Once you do this, your iPhone will require your passcode to unlock. You can’t use Face ID or Touch ID to unlock until after you’ve unlocked with your passcode. That means even if someone confiscates your phone by force, they cannot unlock it by pointing it at your face or by forcing your finger onto the Touch ID sensor. Remember to put your iPhone into this mode every time you’re separated from it as you go through the magnetometer at any security checkpoint, especially in the airport.
Don’t just memorize this, internalize it, so you can do it without even thinking. Make it something you know the way you know your own middle name. By design, it’s an action you can perform surreptitiously while your iPhone remains in your pocket or purse.

# Data
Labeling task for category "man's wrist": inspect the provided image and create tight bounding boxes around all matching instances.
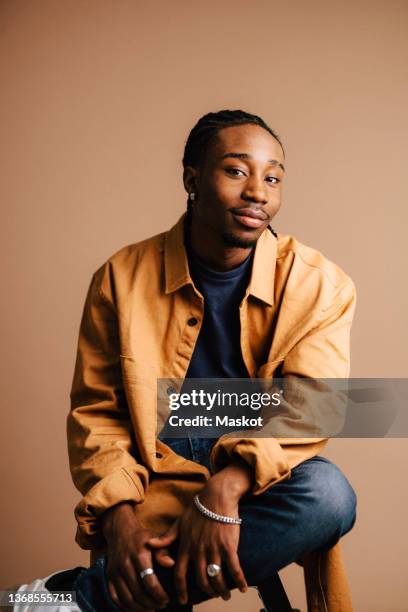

# Stated task
Reproduce verbatim everything in the passage on locking an iPhone from "Don’t just memorize" down to "pocket or purse.".

# Exercise response
Don’t just memorize this, internalize it, so you can do it without even thinking. Make it something you know the way you know your own middle name. By design, it’s an action you can perform surreptitiously while your iPhone remains in your pocket or purse.